--- WHAT THIS EXERCISE ASKS ---
- A) Based on the Sale Sharks Women text, mark each statement yes or no and quote the words that decide it: (i) The club was set up as the women's team of Sale Sharks. (ii) Sale Sharks Women train at Heywood Road. (iii) The RFU accepted Sale's bid to join the Premier 15s from 2023/24 at the first attempt.
- B) According to the Sale Sharks Women text, why was Tom Hudson appointed head coach in February 2025? Answer in one to three sentences.

--- QUOTED TEXT ---
************
Sale Sharks Women
- Union: Cheshire RFU
- Founded: 2020
- Ground: Heywood Road
- Coach: Tom Hudson
- Captain: Georgie Perris-Redding
- League: PWR

= Sale Sharks Women =

English rugby union club

Sale Sharks Women are a women's rugby union club based in Sale, Greater Manchester, England. They were founded in 2020 as the women's team of Premiership Rugby side Sale Sharks. They currently compete in Premiership Women's Rugby, the highest division of women's rugby union in England.

== History ==
On 30 January 2020, Premiership Rugby side Sale Sharks announced that they would apply for place in the Premier 15s League ahead of the 2020–21 season, committing £1 million over a three-year period to their women's section. Their application was successful, and on 6 April, Sale Sharks Women were entered into the league alongside Exeter Chiefs Women, replacing Waterloo and Richmond.

Sale's application to be a part of the Premier 15s from the 2023/24 season onwards was initially rejected by the RFU. The club would later receive a conditional offer to fill one of the two remaining places in the league in February 2023.

At the end of the 2024/25 season, head coach Rachel Taylor and Louise Dalgliesh left the club's coaching setup, with new head coach Tom Hudson being appointed in February 2025 to prepare for the upcoming 25/26 PWR season.

== Home ground ==
Sale Sharks Women play their home matches at Heywood Road in Sale, Greater Manchester, and train at Carrington Lane, the Sale Sharks High Performance Centre owned by Sale FC. In March 2024, the club played their first standalone game at the men's home venue, the Salford Community Stadium, and this was followed up with a double header at the ground in December 2024.
************
--- RECORD LIST ---

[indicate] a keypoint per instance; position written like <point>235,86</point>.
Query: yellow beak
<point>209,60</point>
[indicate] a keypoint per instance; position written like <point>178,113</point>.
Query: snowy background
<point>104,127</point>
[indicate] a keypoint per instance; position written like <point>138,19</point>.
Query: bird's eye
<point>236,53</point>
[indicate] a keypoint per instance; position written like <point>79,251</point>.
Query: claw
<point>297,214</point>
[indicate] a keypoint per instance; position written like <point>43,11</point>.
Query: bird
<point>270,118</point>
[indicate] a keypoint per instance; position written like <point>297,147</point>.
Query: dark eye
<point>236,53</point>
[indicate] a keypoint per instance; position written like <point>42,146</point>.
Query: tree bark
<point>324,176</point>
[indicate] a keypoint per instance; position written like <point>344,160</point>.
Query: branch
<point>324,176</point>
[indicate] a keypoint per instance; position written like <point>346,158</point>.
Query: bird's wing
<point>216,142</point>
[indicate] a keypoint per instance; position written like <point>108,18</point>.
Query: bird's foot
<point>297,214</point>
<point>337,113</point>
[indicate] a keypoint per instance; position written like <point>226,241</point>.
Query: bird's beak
************
--- SOLUTIONS BELOW ---
- A)
(i) Yes: "They were founded in 2020 as the women's team of Premiership Rugby side Sale Sharks."
(ii) No: "train at Carrington Lane, the Sale Sharks High Performance Centre owned by Sale FC"
(iii) No: "Sale's application to be a part of the Premier 15s from the 2023/24 season onwards was initially rejected by the RFU."

- B) Rachel Taylor and Louise Dalgliesh left the club's coaching setup at the end of the 2024/25 season. Tom Hudson was appointed as the new head coach to prepare for the upcoming 25/26 PWR season.